__TASKS TO COMPLETE__:
1) Repeat the passage of the Fast X review between "The only thing" and "to want it.", inclusive.
2) According to the Fast X review, which director took over the film after Justin Lin quit?

__SOURCE DOCUMENT__:

## start

The set pieces—a rolling bomb in Rome, a street race in Rio—are more CGI-heavy than those of the last few entries. Justin Lin, practical effects wizard and the franchise’s best director, reportedly quit Fast X over Vin Diesel’s ego, making room for Now You See Me director Louis Leterrier, who brings us closer than ever to the “cars” and “explosions” by virtue of them not being real. This loses the weight and sense of space that practical effects necessitate—keeping real action legible is an art of its own—but the tradeoff is getting more balls-to-the-walls car stunts. Or at least it should be. In reality, only two scenes match the glee of F9’s vine swinging, space travel, or magnet truck, or the endless runway of Fast & Furious 6, or the self-driving car army of Fate of the Furious—and both good ideas are over in a flash. Fast X is sprinkled with fun moves, but it’s near bereft of the sheer, silly bravado that makes these things memorable, which is especially a shame given the action’s potential. Momoa’s whole thing is that he has all the money and tech and mercenaries in the world to create whatever dastardly traps he wants, but the film’s idea pool is rather tepid—its setup exceeds its imagination.

That deficiency is felt everywhere. The family’s employment with a spy agency lends them a steady raison d’être, but the series still fails to make spy gear visually interesting; everything looks like plastic and whirs like an electric fan. There’s no tech fetish to match the car fetish. And while the spy shenanigans allow the possibility of zanier action, it utterly obliterates the tension: too many conflicts are solved by a new tech McGuffin or the appearance of a spy with more skills and resources than the last one. Escalating conflict no longer means wilder car stunts. Add the cherry on top of no one ever dying—there’s yet another resurrection in this one—and Fast X becomes a vacuous, stakesless slog.

Momoa brings charm to the drudgery, but his villain is queer-coded in a way that ultimately feels regressive. I’m not sure Fast X—which returns to leering at women’s asses after a brief reprieve in F9—is the movie to handle this kind of thing. The character seems specifically tailored for 2000s-style risibility. He’d fit nicely in an earlier Fast & Furious, which is the furthest thing from a compliment. 

The only thing holding the film together is Diesel’s earnest belief that he’s making a populist soap opera masterpiece, which bleeds through his body language despite his oddly laconic performance. He’s a bland hero—burdened with the general inclination to do good—but you can tell he thinks the people need this. If the franchise sinks lower than this, though, few are even going to want it.

## end

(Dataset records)
## start

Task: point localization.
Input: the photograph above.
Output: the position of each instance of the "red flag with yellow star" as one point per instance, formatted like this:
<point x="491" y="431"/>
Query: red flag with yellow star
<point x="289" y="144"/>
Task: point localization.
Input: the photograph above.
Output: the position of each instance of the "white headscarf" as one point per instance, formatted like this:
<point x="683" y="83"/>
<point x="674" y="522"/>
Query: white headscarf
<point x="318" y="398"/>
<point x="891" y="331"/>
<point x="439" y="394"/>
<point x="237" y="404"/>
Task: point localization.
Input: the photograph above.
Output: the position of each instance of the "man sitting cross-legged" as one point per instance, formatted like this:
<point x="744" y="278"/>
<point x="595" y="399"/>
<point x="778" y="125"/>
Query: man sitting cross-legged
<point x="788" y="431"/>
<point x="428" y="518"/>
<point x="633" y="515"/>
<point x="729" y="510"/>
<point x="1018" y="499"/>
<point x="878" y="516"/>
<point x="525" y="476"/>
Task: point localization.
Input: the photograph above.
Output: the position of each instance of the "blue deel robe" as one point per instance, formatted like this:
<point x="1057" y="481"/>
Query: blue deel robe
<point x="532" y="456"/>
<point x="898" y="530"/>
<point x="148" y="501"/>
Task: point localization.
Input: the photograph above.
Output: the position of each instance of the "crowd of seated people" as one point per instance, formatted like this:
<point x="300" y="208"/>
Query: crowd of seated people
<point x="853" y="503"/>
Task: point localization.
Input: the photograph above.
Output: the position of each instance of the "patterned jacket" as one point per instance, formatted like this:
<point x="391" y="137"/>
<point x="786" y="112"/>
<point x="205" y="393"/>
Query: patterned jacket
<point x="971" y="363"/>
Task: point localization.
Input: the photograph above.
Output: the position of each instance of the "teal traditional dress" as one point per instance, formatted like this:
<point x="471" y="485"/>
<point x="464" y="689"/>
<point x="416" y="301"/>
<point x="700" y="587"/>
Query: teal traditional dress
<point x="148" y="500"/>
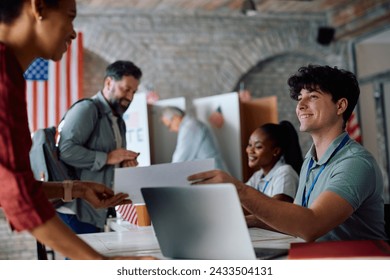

## end

__LIST OF SOLUTIONS__:
1)
The only thing holding the film together is Diesel’s earnest belief that he’s making a populist soap opera masterpiece, which bleeds through his body language despite his oddly laconic performance. He’s a bland hero—burdened with the general inclination to do good—but you can tell he thinks the people need this. If the franchise sinks lower than this, though, few are even going to want it.

2) Louis Leterrier, the director of Now You See Me.